──────── Çalışma Malzemesi
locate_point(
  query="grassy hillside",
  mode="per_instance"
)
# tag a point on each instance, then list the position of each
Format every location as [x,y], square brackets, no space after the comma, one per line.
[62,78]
────────────────
- **Amaç**: Yukarıdaki satırların tamamını hiçbir değişiklik yapmadan yeniden yazınız.

- **Yanıt**:
locate_point(
  query="grassy hillside",
  mode="per_instance"
)
# tag a point on each instance, then list the position of each
Format every location as [x,y], square brackets, no space after the comma, one per line.
[62,78]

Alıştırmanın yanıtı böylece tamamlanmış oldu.